**Document extract:**
####
= Prostitution in Benin =

Prostitution in Benin is legal but related activities such as brothel keeping and benefiting from the prostitution of others are illegal. UNAIDS estimates there to be about 15,000 prostitutes in the country. Most of these are migrants from neighbouring countries, mainly Nigeria, Togo and Ghana. Only 15% of the prostitutes are Beninese. Prostitution occurs on the streets, in bars, restaurants, hotels and brothels. With advent of the smartphone, many prostitutes use apps to make arrangements with clients.

Many women enter prostitution for economic reasons. Some young Beninese women learn English so they can go to Nigeria to work as prostitutes as Nigeria has a thriving sex industry.

In rural areas widows will discreetly turn to prostitution to support her family. This is a cultural and social tradition that is not regarded as prostitution by the community, but is regarded as a method of preserving the family name. Any children born from these liaisons take the dead husband's name. It's not uncommon for a widow to have five children after her husband has died.

HIV, sex trafficking and child sex tourism are problems in the country.

==Sexual health==

As with other sub-Saharan African countries, HIV is a problem. Sex workers are amongst the high risk groups. Clients are often soldiers and truck drivers. Because of their travelling, if they become infected, potentially they spread the infection over a wide area.
####
**Data under study:**
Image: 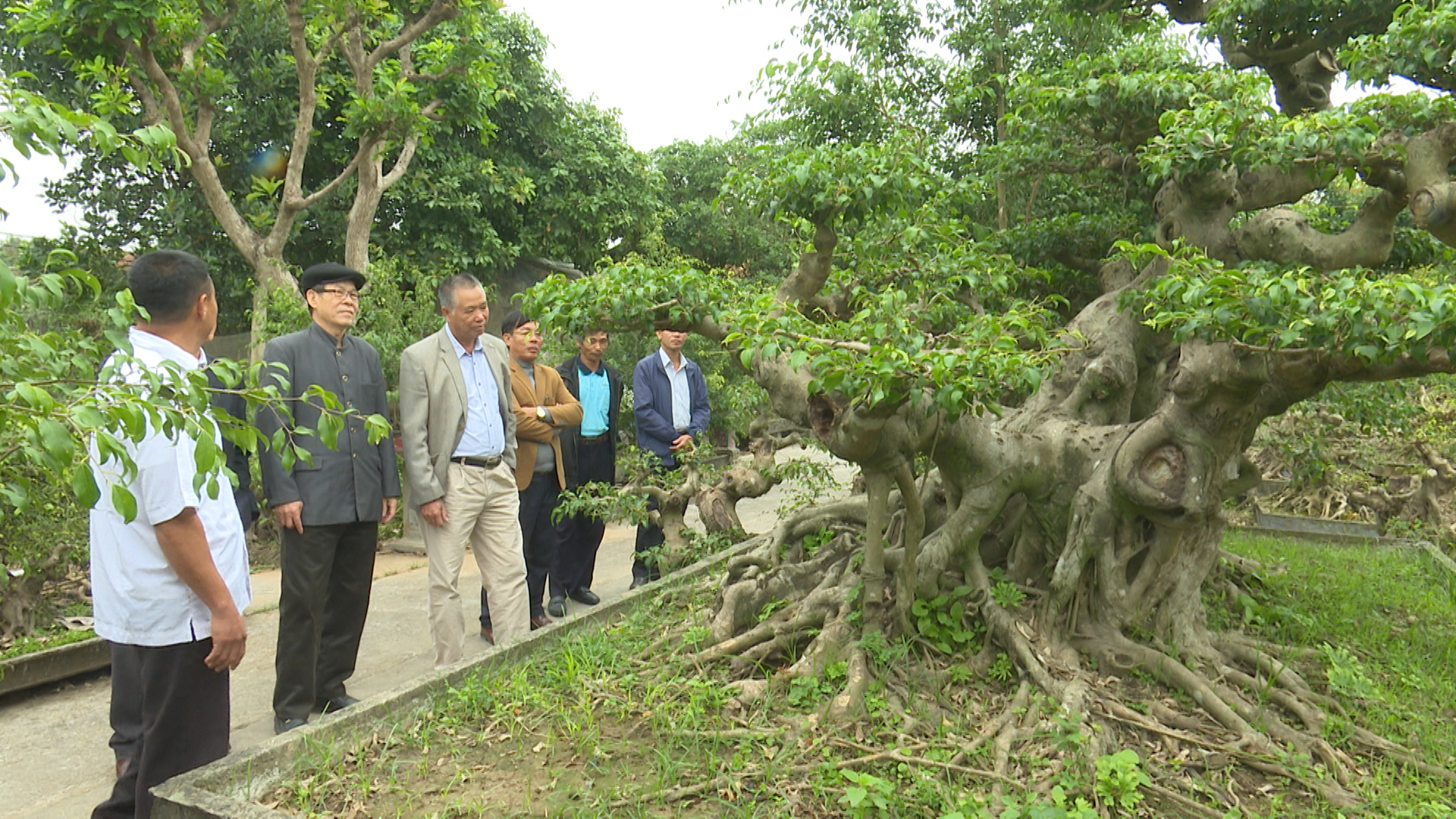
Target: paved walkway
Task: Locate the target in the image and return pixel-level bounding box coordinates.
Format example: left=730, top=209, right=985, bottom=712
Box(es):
left=0, top=449, right=853, bottom=819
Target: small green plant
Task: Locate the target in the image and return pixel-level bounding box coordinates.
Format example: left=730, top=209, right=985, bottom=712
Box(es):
left=940, top=786, right=1098, bottom=819
left=1322, top=642, right=1380, bottom=699
left=788, top=663, right=849, bottom=708
left=801, top=529, right=834, bottom=557
left=986, top=651, right=1016, bottom=682
left=758, top=599, right=789, bottom=623
left=839, top=771, right=896, bottom=817
left=1094, top=749, right=1153, bottom=810
left=910, top=586, right=984, bottom=654
left=992, top=580, right=1027, bottom=609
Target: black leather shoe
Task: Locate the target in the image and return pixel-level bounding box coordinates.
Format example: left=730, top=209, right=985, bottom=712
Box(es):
left=318, top=694, right=358, bottom=714
left=566, top=588, right=601, bottom=606
left=274, top=714, right=309, bottom=733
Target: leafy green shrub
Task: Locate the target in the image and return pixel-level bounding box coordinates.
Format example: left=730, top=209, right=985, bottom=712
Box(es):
left=1322, top=642, right=1380, bottom=699
left=839, top=770, right=896, bottom=819
left=910, top=586, right=984, bottom=654
left=986, top=651, right=1016, bottom=682
left=1094, top=749, right=1153, bottom=810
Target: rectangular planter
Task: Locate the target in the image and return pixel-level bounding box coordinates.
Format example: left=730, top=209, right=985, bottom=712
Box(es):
left=0, top=637, right=111, bottom=695
left=152, top=535, right=764, bottom=819
left=1254, top=509, right=1380, bottom=541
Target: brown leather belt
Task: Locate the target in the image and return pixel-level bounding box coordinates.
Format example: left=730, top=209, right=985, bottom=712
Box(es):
left=450, top=455, right=500, bottom=469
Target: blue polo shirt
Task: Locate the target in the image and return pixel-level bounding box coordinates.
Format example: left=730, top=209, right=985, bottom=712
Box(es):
left=576, top=364, right=611, bottom=438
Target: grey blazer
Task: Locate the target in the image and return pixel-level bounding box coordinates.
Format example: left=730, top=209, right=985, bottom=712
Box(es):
left=256, top=324, right=399, bottom=526
left=399, top=325, right=516, bottom=509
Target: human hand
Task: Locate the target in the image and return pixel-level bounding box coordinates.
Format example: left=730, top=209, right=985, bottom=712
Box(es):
left=274, top=500, right=303, bottom=535
left=202, top=604, right=247, bottom=672
left=419, top=498, right=450, bottom=526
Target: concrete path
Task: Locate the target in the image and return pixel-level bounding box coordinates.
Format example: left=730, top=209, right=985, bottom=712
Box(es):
left=0, top=449, right=855, bottom=819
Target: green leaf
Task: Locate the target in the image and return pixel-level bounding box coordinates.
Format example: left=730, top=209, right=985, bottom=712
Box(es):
left=71, top=463, right=100, bottom=509
left=111, top=484, right=136, bottom=523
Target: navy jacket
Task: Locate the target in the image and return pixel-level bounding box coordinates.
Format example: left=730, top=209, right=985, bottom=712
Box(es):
left=556, top=356, right=623, bottom=490
left=632, top=350, right=711, bottom=466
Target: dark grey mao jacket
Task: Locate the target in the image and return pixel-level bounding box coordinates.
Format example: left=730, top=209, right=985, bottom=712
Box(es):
left=556, top=356, right=622, bottom=490
left=258, top=324, right=399, bottom=526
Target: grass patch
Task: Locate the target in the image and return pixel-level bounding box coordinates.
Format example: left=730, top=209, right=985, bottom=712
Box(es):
left=0, top=628, right=96, bottom=661
left=261, top=535, right=1456, bottom=819
left=1206, top=533, right=1456, bottom=817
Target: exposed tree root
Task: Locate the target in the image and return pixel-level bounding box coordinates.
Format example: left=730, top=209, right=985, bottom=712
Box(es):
left=696, top=474, right=1456, bottom=816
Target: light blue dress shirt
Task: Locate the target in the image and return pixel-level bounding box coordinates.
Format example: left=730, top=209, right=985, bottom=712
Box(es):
left=657, top=347, right=693, bottom=433
left=446, top=329, right=505, bottom=457
left=576, top=366, right=611, bottom=438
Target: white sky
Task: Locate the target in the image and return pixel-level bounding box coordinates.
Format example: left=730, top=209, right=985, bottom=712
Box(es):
left=0, top=0, right=802, bottom=236
left=0, top=0, right=1408, bottom=236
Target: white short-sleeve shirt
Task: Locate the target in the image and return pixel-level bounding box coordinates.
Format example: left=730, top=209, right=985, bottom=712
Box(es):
left=90, top=328, right=252, bottom=645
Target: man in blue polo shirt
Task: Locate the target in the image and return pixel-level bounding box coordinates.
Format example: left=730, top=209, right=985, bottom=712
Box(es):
left=632, top=329, right=711, bottom=588
left=546, top=329, right=622, bottom=617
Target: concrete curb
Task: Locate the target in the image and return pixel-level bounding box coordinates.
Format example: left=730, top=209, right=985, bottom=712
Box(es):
left=152, top=535, right=766, bottom=819
left=0, top=637, right=111, bottom=695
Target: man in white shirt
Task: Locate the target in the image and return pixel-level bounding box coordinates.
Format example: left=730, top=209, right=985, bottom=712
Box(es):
left=630, top=328, right=712, bottom=588
left=90, top=251, right=252, bottom=819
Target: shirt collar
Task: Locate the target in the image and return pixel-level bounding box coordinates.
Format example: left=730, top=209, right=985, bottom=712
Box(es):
left=309, top=322, right=350, bottom=348
left=657, top=347, right=687, bottom=375
left=127, top=326, right=207, bottom=370
left=446, top=325, right=485, bottom=359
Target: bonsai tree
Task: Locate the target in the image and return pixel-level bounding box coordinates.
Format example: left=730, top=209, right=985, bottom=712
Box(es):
left=529, top=0, right=1456, bottom=806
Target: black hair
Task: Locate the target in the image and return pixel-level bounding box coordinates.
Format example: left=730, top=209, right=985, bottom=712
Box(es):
left=435, top=272, right=481, bottom=307
left=127, top=251, right=212, bottom=324
left=500, top=310, right=536, bottom=335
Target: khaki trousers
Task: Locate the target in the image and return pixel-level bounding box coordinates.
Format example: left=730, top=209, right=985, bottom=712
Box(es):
left=422, top=460, right=530, bottom=667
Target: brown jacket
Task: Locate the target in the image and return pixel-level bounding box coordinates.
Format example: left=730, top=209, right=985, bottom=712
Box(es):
left=511, top=359, right=581, bottom=490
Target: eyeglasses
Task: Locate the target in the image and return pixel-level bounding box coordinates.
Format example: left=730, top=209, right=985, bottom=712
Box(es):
left=315, top=287, right=359, bottom=302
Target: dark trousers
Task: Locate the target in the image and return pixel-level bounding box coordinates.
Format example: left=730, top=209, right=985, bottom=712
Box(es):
left=92, top=639, right=230, bottom=819
left=632, top=463, right=677, bottom=580
left=481, top=469, right=560, bottom=628
left=551, top=440, right=617, bottom=598
left=274, top=520, right=378, bottom=720
left=108, top=642, right=141, bottom=759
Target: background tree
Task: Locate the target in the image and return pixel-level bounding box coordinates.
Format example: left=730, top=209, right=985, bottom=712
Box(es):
left=7, top=13, right=661, bottom=332
left=8, top=0, right=495, bottom=341
left=533, top=0, right=1456, bottom=814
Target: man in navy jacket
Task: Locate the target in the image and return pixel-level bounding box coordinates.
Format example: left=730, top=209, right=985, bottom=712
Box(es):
left=632, top=329, right=709, bottom=588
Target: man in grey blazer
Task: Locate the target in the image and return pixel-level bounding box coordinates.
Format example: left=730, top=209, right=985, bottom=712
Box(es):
left=258, top=262, right=399, bottom=733
left=399, top=274, right=530, bottom=667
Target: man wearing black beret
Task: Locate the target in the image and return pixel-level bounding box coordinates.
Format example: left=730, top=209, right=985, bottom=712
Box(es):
left=258, top=262, right=400, bottom=733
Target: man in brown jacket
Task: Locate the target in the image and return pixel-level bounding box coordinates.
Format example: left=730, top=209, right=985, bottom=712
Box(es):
left=481, top=310, right=581, bottom=634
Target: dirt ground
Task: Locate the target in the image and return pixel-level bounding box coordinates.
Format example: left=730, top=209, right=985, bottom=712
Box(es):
left=0, top=449, right=855, bottom=819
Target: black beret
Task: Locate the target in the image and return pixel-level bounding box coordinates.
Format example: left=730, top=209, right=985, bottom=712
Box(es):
left=299, top=262, right=364, bottom=291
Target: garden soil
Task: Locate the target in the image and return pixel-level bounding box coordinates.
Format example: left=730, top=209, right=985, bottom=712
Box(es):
left=0, top=447, right=855, bottom=819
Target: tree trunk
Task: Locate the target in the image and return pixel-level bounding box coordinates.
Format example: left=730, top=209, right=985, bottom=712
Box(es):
left=247, top=256, right=299, bottom=362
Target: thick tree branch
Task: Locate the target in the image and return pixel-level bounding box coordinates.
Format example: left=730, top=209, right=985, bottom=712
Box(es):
left=777, top=210, right=839, bottom=305
left=1405, top=122, right=1456, bottom=246
left=1233, top=191, right=1405, bottom=270
left=1236, top=165, right=1323, bottom=212
left=125, top=41, right=261, bottom=265
left=366, top=0, right=460, bottom=73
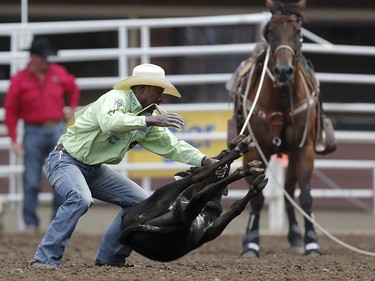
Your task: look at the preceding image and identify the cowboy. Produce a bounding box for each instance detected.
[4,37,80,234]
[30,64,226,268]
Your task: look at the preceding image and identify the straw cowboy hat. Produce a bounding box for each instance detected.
[113,63,181,98]
[25,38,57,58]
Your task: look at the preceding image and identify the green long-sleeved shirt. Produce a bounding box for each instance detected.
####
**Check your understanding:**
- a) Say whether each statement below agrees with the text on prostitution in Benin. Answer yes or no for each, and quote the words of the text that decide it.
(i) Most prostitutes in Benin are Beninese.
(ii) Brothel keeping is illegal in Benin.
(iii) Children born to widows from these liaisons take the dead husband's name.
- b) Carry the text on prostitution in Benin forward from its last sentence, keeping the tone of an encyclopedia article.

**Outputs for the tasks:**
- a)
(i) No: "Only 15% of the prostitutes are Beninese."
(ii) Yes: "related activities such as brothel keeping and benefiting from the prostitution of others are illegal"
(iii) Yes: "Any children born from these liaisons take the dead husband's name."

- b)
In 1992, a prevention project, supported by the Canadian International Development Agency (CIDA) was implemented among sex workers in the largest city, Cotonou. This saw condom use increase and HIV amongst sex workers fall from 53.3% in 1993 to 30.4% in 2008. The prevalence of other STIs also fell significantly in the same period: gonorrhoea 43.2 to 6.4% and chlamydia 9.4 to 2.8%.

The NGO, Centre d'Etudes, de Recherches et d'Interventions pour le Développement (CERID), provides sex workers with free medical treatment and counselling. UNAIDS reported in 2016 that the HIV prevalence amongst sex workers in the country was 15.7%.

==Sex trafficking==

Benin is a source, transit, and destination country for women, children subjected to sex trafficking. Most identified victims are Beninese girls subjected to sex trafficking in Cotonou and across Benin's southern corridor. Togolese girls are exploited in commercial sex in Benin. Cases of child sex tourism involving both boys and girls along the coast and within the department of Mono have been reported in previous years. A 2016 survey conducted in the cities of Cotonou in southern Benin and Malanville in northern Benin indicated that girls are subjected to sexual exploitation, including potential sex trafficking, in these two cities. The department of Oueme in southeast Benin was reportedly a primary area of recruitment for child trafficking victims subsequently exploited in the Republic of the Congo. Most child victims intercepted in Benin, either from Benin or other West African countries, are exploited or en route to exploitation within the country. Benin is the largest source country for trafficking victims in the Republic of the Congo; Beninese victims are also subjected to trafficking in Nigeria, Gabon, and Lebanon. West African women are exploited in commercial sex in Benin. Young Beninese women are recruited from Benin by unlicensed Beninese and Lebanese recruiters for domestic work in Lebanon and Kuwait; reportedly, some are forced into commercial sex. OCPM reports that traffickers no longer travel with child victims being moved internally or to nearby countries. Victims now travel alone and are met by traffickers or their accomplices once they reach their destination. This tactic makes investigations more difficult.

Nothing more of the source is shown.